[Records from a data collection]
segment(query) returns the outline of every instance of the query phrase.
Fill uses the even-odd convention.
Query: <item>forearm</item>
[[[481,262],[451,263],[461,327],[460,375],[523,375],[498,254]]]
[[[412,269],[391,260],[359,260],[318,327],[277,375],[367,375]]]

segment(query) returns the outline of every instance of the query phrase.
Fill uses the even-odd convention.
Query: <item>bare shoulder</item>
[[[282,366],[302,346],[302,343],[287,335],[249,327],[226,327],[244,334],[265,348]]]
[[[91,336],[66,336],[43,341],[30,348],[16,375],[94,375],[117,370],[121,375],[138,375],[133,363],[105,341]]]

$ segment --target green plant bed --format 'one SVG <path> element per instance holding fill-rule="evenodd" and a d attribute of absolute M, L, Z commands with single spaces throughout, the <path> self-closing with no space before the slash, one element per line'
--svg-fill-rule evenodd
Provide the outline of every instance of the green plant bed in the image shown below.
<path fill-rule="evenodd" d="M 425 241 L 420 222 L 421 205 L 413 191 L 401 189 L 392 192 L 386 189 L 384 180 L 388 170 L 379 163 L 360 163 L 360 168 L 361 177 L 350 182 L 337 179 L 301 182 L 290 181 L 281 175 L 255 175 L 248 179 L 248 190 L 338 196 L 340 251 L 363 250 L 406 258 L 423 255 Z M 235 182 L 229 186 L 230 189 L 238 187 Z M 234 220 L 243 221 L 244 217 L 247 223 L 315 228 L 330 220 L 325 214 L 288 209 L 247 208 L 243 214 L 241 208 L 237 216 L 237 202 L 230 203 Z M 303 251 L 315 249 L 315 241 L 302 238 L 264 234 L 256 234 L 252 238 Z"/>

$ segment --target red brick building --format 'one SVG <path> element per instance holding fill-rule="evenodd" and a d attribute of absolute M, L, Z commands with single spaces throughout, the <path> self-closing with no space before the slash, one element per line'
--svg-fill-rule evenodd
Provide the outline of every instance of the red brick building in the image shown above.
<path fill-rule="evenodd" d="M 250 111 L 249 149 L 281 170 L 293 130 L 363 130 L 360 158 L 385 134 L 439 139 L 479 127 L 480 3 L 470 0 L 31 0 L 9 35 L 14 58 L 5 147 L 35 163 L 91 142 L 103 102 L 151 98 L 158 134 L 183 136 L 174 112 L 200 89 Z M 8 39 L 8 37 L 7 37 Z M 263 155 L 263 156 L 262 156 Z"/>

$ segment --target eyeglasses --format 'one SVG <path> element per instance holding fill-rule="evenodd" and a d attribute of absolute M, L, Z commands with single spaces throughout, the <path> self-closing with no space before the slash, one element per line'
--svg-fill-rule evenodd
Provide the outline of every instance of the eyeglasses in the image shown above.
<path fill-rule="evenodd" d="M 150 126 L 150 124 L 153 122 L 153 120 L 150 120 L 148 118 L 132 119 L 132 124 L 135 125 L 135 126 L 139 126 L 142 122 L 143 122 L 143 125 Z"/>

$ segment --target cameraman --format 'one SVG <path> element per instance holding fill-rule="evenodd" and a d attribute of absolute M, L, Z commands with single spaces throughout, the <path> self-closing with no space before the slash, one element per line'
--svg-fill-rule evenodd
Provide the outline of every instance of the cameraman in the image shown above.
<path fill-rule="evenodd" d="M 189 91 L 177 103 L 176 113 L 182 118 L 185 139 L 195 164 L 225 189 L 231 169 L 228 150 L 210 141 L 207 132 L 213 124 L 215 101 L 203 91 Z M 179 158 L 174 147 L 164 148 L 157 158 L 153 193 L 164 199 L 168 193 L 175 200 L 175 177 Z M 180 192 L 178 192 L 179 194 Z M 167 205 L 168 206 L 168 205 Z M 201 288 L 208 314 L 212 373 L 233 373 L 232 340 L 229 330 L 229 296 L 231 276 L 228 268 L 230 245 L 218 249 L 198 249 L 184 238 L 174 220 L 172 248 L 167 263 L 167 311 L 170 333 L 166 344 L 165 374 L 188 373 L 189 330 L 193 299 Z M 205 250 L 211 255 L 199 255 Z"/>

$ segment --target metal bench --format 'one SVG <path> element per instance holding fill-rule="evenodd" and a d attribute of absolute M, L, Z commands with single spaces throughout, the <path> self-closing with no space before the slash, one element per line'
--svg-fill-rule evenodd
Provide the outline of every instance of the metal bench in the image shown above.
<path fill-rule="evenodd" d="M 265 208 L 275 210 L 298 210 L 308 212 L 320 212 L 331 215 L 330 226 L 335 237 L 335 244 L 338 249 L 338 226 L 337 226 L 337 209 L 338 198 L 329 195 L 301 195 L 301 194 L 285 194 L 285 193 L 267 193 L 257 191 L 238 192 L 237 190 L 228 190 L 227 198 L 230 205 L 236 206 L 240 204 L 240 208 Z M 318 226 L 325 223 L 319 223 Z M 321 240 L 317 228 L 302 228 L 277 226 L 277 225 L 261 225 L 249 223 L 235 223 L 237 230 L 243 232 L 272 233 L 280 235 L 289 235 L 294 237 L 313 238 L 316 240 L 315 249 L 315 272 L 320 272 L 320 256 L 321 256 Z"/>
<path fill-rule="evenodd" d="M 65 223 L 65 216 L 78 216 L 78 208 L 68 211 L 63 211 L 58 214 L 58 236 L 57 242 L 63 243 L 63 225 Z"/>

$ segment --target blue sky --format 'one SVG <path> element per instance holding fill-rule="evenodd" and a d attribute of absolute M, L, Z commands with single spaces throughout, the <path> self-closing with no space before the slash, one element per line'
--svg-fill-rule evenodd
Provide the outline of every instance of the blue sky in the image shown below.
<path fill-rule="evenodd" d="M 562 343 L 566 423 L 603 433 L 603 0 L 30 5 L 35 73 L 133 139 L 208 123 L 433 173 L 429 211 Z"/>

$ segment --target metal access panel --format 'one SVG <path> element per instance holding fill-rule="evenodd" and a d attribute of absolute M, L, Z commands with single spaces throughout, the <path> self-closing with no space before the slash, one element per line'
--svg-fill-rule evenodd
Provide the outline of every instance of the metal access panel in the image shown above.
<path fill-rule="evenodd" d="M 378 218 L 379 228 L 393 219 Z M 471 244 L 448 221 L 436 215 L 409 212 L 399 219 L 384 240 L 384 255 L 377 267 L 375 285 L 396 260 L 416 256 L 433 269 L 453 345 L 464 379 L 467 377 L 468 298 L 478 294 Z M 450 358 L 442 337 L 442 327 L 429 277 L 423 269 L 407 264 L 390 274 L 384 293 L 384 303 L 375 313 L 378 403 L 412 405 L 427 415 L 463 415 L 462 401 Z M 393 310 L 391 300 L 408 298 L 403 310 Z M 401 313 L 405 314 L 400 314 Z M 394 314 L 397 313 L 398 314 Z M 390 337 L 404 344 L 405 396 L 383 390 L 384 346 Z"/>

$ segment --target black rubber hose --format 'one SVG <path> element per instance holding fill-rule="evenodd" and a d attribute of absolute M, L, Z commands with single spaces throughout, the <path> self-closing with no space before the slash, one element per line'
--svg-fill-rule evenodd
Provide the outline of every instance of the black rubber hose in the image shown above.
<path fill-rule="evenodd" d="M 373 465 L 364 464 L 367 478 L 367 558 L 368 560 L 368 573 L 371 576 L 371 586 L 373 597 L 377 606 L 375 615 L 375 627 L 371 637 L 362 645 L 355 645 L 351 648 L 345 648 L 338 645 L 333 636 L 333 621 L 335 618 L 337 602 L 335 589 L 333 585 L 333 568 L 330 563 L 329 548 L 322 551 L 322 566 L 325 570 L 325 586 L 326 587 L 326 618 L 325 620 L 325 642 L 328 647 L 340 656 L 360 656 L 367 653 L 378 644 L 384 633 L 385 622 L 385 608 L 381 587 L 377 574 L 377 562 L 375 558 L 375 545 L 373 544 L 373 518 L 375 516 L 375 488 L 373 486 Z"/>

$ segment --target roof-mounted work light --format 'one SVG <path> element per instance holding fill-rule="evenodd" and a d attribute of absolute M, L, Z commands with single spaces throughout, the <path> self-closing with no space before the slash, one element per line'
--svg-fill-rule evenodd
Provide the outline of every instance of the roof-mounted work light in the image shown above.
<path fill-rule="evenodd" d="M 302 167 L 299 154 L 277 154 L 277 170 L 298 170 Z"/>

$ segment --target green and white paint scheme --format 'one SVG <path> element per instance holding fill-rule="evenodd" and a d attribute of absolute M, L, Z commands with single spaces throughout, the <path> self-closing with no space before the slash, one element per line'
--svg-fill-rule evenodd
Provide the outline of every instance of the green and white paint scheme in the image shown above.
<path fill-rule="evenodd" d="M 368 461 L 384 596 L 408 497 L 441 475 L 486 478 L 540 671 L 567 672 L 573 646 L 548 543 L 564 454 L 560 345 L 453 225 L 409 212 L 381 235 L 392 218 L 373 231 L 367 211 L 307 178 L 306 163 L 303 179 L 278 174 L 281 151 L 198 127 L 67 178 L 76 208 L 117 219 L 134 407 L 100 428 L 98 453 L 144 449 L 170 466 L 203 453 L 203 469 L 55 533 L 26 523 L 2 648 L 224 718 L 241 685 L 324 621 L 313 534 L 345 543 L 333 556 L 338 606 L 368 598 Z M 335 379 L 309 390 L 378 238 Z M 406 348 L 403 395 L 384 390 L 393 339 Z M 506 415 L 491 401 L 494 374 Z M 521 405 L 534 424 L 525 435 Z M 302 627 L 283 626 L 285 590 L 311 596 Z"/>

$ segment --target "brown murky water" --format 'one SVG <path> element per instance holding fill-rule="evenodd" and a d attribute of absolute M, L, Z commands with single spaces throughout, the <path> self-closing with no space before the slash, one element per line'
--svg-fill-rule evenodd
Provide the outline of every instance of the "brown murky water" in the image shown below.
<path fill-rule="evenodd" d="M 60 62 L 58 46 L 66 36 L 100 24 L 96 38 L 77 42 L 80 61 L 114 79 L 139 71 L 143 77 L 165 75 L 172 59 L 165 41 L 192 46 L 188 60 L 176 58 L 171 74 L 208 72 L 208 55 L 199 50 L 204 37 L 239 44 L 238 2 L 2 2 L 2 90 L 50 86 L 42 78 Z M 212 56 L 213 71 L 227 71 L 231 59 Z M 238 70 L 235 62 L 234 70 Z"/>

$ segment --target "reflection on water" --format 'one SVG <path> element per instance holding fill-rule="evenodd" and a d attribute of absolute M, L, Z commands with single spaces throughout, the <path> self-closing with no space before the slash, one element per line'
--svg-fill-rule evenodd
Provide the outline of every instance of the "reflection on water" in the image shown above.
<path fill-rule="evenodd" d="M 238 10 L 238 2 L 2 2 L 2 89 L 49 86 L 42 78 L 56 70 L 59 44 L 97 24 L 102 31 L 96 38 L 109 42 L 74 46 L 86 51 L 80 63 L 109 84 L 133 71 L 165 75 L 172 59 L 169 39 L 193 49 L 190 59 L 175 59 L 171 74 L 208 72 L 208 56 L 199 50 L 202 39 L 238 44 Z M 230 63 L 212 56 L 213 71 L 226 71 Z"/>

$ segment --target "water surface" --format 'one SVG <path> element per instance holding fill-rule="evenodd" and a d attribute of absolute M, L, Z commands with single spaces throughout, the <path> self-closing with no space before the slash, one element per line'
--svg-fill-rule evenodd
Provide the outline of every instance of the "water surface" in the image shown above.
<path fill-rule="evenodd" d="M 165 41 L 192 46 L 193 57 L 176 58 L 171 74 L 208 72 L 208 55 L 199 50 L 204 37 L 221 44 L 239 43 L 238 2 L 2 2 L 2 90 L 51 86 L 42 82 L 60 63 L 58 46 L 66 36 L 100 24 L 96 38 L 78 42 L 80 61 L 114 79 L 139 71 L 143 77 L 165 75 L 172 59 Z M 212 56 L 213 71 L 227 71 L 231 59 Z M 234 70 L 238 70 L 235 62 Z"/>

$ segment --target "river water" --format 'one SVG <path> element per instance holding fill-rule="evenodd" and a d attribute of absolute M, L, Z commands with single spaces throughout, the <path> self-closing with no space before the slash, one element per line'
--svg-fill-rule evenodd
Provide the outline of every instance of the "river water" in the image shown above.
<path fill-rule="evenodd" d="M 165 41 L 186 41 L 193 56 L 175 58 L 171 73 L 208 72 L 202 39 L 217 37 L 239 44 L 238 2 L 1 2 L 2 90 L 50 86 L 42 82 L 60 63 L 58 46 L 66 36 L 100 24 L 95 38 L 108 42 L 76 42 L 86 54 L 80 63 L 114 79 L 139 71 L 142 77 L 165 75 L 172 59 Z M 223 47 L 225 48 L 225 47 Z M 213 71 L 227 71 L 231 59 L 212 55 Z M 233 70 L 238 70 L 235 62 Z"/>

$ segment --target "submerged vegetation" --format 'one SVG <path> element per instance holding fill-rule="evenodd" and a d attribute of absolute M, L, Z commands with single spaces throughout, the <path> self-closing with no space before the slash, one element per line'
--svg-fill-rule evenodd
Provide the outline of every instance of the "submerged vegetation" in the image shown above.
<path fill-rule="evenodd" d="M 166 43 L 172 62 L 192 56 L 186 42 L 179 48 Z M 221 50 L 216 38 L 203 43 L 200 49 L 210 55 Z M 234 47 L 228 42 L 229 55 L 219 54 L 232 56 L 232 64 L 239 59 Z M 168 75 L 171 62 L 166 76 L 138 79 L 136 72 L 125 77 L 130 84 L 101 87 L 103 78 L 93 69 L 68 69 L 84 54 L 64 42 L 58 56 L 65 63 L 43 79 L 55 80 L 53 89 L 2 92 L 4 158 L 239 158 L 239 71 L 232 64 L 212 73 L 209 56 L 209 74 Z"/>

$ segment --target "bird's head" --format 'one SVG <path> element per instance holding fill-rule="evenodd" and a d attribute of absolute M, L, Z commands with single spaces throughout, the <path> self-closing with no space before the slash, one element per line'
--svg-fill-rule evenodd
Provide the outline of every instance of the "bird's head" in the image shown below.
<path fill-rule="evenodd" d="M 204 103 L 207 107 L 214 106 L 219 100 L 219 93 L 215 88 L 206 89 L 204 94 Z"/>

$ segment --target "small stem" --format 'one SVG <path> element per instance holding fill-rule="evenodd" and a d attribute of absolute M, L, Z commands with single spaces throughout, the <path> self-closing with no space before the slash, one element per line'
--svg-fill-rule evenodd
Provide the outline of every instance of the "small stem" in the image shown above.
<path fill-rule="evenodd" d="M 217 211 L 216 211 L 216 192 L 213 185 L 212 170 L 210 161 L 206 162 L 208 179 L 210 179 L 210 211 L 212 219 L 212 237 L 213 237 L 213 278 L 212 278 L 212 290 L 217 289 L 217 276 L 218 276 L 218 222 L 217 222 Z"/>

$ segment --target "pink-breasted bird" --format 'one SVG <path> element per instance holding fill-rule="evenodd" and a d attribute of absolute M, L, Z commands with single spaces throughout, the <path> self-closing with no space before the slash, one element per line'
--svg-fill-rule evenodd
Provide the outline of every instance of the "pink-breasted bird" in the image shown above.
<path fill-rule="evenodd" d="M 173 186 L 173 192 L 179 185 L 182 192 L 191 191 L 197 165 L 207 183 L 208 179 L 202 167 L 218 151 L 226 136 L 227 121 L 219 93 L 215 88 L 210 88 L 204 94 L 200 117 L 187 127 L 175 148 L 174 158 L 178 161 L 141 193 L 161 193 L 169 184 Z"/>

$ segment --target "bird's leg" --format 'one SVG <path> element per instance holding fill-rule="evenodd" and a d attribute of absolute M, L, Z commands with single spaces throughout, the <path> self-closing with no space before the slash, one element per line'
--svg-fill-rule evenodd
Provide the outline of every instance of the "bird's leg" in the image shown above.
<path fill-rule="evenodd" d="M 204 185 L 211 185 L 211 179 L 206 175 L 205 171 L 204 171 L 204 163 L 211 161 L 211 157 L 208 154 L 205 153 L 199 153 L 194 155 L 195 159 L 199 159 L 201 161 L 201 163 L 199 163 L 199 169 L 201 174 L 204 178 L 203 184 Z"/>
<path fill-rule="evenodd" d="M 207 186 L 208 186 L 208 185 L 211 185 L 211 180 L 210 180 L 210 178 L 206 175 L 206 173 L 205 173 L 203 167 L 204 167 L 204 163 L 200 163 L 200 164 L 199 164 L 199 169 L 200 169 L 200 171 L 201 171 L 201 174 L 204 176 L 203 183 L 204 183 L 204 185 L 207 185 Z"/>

> _OBJECTIVE_
Recast the part that opens with the line containing "segment --target roof-mounted" and closes with the line containing "Provide the outline of every instance of the roof-mounted" as a JSON list of strings, one string per line, with blank lines left out.

> _TASK RESPONSE_
[
  "$ segment --target roof-mounted work light --format 'one SVG <path> element per instance holding fill-rule=\"evenodd\" and a d attribute of absolute M, L, Z commands with single spaces throughout, the <path> self-closing with no space before the slash, one element per line'",
  "--svg-fill-rule evenodd",
  "Provide the outline of every instance of the roof-mounted work light in the image shown above."
]